### EXERCISE PROMPT
Please switch each "single pin" in the records below to "single point" and give all the records again with nothing else changed.

### STORED DATA
========================

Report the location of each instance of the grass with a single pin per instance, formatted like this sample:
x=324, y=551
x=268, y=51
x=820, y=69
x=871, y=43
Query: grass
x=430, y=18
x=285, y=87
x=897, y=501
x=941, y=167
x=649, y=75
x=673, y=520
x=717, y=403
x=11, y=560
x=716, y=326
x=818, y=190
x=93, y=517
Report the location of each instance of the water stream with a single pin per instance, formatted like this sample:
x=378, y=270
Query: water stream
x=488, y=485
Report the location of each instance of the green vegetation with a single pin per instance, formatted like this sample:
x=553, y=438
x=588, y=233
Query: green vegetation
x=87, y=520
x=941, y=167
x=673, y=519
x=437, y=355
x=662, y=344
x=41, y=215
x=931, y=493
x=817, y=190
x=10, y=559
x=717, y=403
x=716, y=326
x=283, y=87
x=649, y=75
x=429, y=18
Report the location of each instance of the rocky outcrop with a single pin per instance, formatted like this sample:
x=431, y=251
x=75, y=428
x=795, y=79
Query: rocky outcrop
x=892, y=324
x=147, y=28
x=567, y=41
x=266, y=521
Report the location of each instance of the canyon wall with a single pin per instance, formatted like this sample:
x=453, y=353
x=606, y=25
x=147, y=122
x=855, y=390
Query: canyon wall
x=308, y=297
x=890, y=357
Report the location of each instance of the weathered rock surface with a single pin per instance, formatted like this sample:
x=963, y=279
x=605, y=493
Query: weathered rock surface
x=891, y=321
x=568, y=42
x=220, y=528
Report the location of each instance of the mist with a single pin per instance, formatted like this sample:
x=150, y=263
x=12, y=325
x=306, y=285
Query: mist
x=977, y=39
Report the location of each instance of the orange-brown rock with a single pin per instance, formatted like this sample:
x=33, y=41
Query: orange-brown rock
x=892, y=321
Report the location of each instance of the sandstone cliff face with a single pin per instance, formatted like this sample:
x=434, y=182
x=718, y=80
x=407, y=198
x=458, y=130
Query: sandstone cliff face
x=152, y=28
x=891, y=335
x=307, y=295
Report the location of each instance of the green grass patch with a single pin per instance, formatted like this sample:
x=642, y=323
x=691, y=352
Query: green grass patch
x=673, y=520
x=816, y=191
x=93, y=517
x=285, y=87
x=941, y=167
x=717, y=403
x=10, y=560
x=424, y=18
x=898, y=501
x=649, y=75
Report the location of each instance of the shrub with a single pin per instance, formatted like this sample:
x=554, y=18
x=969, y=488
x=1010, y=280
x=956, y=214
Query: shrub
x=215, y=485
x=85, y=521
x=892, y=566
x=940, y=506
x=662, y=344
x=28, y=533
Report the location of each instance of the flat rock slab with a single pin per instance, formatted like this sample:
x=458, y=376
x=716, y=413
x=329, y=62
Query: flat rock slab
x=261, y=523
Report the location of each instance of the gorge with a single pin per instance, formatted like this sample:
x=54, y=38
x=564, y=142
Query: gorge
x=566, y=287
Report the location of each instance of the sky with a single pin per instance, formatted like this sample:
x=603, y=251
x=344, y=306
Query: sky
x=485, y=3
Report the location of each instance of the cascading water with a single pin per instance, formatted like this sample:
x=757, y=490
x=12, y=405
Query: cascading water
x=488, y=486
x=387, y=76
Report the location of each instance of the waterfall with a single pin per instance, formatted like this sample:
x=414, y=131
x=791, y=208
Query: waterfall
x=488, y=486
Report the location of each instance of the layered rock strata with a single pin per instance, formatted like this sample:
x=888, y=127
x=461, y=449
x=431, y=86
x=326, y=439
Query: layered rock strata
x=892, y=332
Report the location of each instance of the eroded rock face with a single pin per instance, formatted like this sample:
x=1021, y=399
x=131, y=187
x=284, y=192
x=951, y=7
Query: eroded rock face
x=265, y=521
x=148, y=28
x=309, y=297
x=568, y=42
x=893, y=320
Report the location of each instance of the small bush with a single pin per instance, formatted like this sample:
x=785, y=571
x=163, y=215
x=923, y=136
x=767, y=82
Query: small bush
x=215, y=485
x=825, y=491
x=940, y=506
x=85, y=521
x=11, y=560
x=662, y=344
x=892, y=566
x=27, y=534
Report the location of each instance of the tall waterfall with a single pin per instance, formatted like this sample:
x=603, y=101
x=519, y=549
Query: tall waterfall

========================

### RESULT OF THE TASK
Report the location of each instance of the grass with a single point per instance, formatted like this sample:
x=324, y=551
x=268, y=51
x=820, y=69
x=871, y=43
Query: grass
x=430, y=18
x=285, y=87
x=897, y=501
x=941, y=167
x=649, y=75
x=673, y=520
x=717, y=403
x=11, y=560
x=716, y=326
x=818, y=190
x=93, y=517
Report the location of each instance of the water stream with a single point per instance, formatted like this sample:
x=378, y=270
Query: water stream
x=488, y=485
Report the location of each instance of the green vegetation with a single point per instance, formatted like this sample:
x=553, y=438
x=588, y=233
Query: green vegetation
x=87, y=520
x=941, y=167
x=673, y=519
x=437, y=355
x=662, y=344
x=41, y=215
x=931, y=493
x=817, y=190
x=10, y=559
x=717, y=403
x=716, y=326
x=283, y=87
x=649, y=75
x=429, y=18
Report the location of each instance of the rocky outcrop with a single point per instance, formatted like this sample:
x=431, y=251
x=75, y=428
x=795, y=79
Query: rocky outcrop
x=892, y=324
x=147, y=28
x=567, y=41
x=266, y=521
Report the location of each instance of the canyon wall with a single point per instance, formatted like this sample:
x=453, y=353
x=606, y=25
x=147, y=122
x=855, y=390
Query: canyon wall
x=308, y=297
x=890, y=357
Report the location of each instance of the weathered rock surface with a single point per instance, formatted like this sample:
x=963, y=279
x=605, y=493
Query: weathered rock surface
x=891, y=321
x=568, y=42
x=220, y=528
Report the location of each instance of the mist with a single point per instance, formatted like this sample:
x=150, y=263
x=12, y=325
x=306, y=285
Query: mist
x=977, y=39
Report the location of each instance of the orange-brown rock with a single point per instance, formatted like this sample:
x=33, y=41
Query: orange-brown rock
x=892, y=321
Report the location of each instance of the sandstone cliff face with a single point per instance, formatted like this sample:
x=434, y=182
x=718, y=80
x=407, y=198
x=458, y=130
Query: sandstone cliff face
x=152, y=28
x=891, y=335
x=307, y=295
Report the location of each instance of the green grass patch with a single point per instance, formatted like this sample:
x=642, y=323
x=691, y=352
Query: green grass patch
x=673, y=520
x=816, y=191
x=93, y=517
x=285, y=87
x=941, y=167
x=717, y=403
x=10, y=560
x=424, y=18
x=898, y=501
x=649, y=75
Report the location of each instance of the shrub with a single point per instance, formatted like this sample:
x=554, y=18
x=969, y=488
x=1010, y=280
x=956, y=214
Query: shrub
x=215, y=485
x=85, y=521
x=892, y=566
x=940, y=506
x=662, y=344
x=28, y=533
Report the location of each instance of the flat rock slab with a single point per instance, formatted like this sample:
x=458, y=376
x=716, y=413
x=329, y=62
Query: flat rock slab
x=261, y=523
Report the location of each instance of the gorge with a single point per instance, formatted like this sample:
x=54, y=38
x=564, y=142
Query: gorge
x=566, y=287
Report the location of each instance of the sky with a single point per instance, formatted like this sample:
x=603, y=251
x=344, y=306
Query: sky
x=485, y=3
Report the location of each instance of the cascading water with a single point per instance, formatted like this sample:
x=757, y=490
x=12, y=405
Query: cascading water
x=488, y=486
x=387, y=76
Report the location of each instance of the waterfall with a single point per instance, formatted like this sample:
x=414, y=131
x=791, y=208
Query: waterfall
x=488, y=486
Report the location of each instance of the layered rock strata with a single point per instance, formatted like this sample:
x=888, y=127
x=461, y=449
x=431, y=86
x=326, y=439
Query: layered rock strata
x=892, y=332
Report the location of each instance of the eroded rock face with a single point per instance, formatted like this sample:
x=1021, y=399
x=131, y=187
x=284, y=192
x=951, y=7
Query: eroded rock face
x=265, y=521
x=148, y=28
x=309, y=297
x=568, y=42
x=893, y=320
Report the location of each instance of the small bush with a single point per instance, formatted like this sample:
x=785, y=571
x=163, y=215
x=923, y=136
x=767, y=82
Query: small bush
x=215, y=485
x=825, y=491
x=940, y=506
x=85, y=521
x=11, y=560
x=662, y=344
x=892, y=566
x=27, y=534
Report the location of each instance of the tall waterfall with a single point per instance, formatted like this sample:
x=603, y=101
x=519, y=549
Query: tall waterfall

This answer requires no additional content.